Try it. In the text about the third wave of infections in Germany and France below, return everything from "Meanwhile German health" down to "Africa and Brazil.", copied word for word.

Meanwhile German health expert Karl Lauterbach, who is also a politician with the Social Democratic Party, said another surge could be difficult to prevent.
“We are not yet in the middle of the third wave of infections, but it has begun and cannot be stopped,” Lauterbach told the Passauer Neue Presse newspaper.
Earlier this week, Germany and France sought to avoid closing their common border amid the rise in cases and spread of variants. But on Thursday, France said it would strengthen restrictions around the border amid a surge in cases in the northeastern region of Moselle that’s been attributed to the spread of the variants of the virus first discovered in South Africa and Brazil.
On Wednesday, the French government ordered that the Dunkirk area must go into a weekend lockdown to stop what Health Minister Olivier Véran described as an “alarming” situation given the sharp rise in cases there too.

Study material.
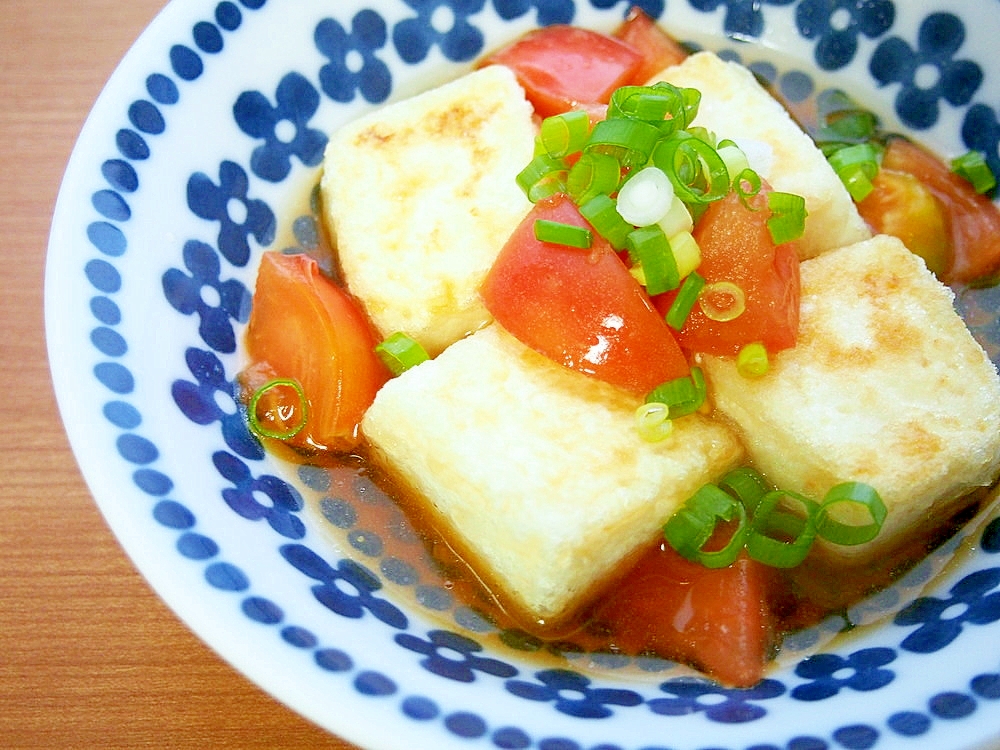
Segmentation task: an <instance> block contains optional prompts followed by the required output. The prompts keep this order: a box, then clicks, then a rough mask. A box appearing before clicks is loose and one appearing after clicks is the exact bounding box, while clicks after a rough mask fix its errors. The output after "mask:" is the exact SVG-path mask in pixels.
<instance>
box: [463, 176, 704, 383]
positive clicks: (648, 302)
mask: <svg viewBox="0 0 1000 750" xmlns="http://www.w3.org/2000/svg"><path fill="white" fill-rule="evenodd" d="M538 219H546V220H549V221H557V222H562V223H564V224H573V225H575V226H580V227H586V226H588V225H587V222H586V220H585V219H584V218H583V217H582V216H581V215H580V212H579V210H577V208H576V206H575V205H574V204H573V202H572V201H571V200H570V199H569V198H567V197H566V196H565V195H556V196H553V197H552V198H550V199H547V200H544V201H540V202H539V203H538V204H536V205H535V207H534V208H533V209H532V211H531V212H530V213H529V214H528V216H527V217H526V218H525V219H524V221H522V223H521V224H520V225H519V226H518V228H517V229H516V230H515V231H514V233H513V234H512V235H511V237H510V239H509V240H508V241H507V244H506V245H505V246H504V248H503V250H501V251H500V254H499V256H498V257H497V260H496V262H495V263H494V265H493V268H492V269H491V271H490V273H489V274H488V275H487V277H486V280H485V282H484V284H483V287H482V290H481V291H482V297H483V301H484V302H485V304H486V307H487V309H488V310H489V311H490V313H491V314H492V315H493V317H494V318H496V320H497V321H498V322H499V323H500V324H501V325H502V326H503V327H504V328H506V329H507V330H508V331H510V332H511V333H512V334H513V335H514V336H515V337H517V338H518V339H520V340H521V341H522V342H523V343H525V344H526V345H527V346H529V347H531V348H532V349H534V350H535V351H538V352H540V353H541V354H544V355H545V356H547V357H549V359H552V360H554V361H555V362H558V363H560V364H562V365H564V366H566V367H569V368H571V369H574V370H577V371H579V372H582V373H584V374H586V375H590V376H592V377H595V378H597V379H599V380H603V381H605V382H608V383H611V384H613V385H617V386H619V387H621V388H624V389H626V390H629V391H632V392H634V393H636V394H639V395H642V396H645V395H646V394H647V393H649V392H650V391H651V390H653V389H654V388H656V387H657V386H658V385H661V384H662V383H664V382H666V381H668V380H673V379H675V378H679V377H683V376H685V375H687V374H688V373H689V368H688V363H687V360H686V359H685V358H684V355H683V353H682V352H681V350H680V347H678V345H677V342H676V340H675V339H674V336H673V333H672V331H671V329H670V327H669V326H667V324H666V323H665V322H664V320H663V317H662V316H661V315H660V314H659V313H657V311H656V310H655V309H654V308H653V306H652V304H651V303H650V301H649V298H648V297H647V295H646V293H645V291H644V290H643V289H642V287H640V286H639V284H638V282H637V281H636V280H635V279H634V278H633V277H632V275H631V274H630V273H629V272H628V269H627V268H626V267H625V264H624V263H623V262H622V260H621V258H619V257H618V255H617V254H616V253H615V251H614V250H613V249H612V247H611V246H610V245H609V244H608V243H607V242H606V241H605V240H603V239H602V238H600V236H599V235H597V234H596V233H594V242H593V245H592V246H591V247H590V248H589V249H587V250H581V249H579V248H573V247H567V246H565V245H557V244H551V243H546V242H541V241H539V240H537V239H536V238H535V221H536V220H538Z"/></svg>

The answer.
Meanwhile German health expert Karl Lauterbach, who is also a politician with the Social Democratic Party, said another surge could be difficult to prevent.
“We are not yet in the middle of the third wave of infections, but it has begun and cannot be stopped,” Lauterbach told the Passauer Neue Presse newspaper.
Earlier this week, Germany and France sought to avoid closing their common border amid the rise in cases and spread of variants. But on Thursday, France said it would strengthen restrictions around the border amid a surge in cases in the northeastern region of Moselle that’s been attributed to the spread of the variants of the virus first discovered in South Africa and Brazil.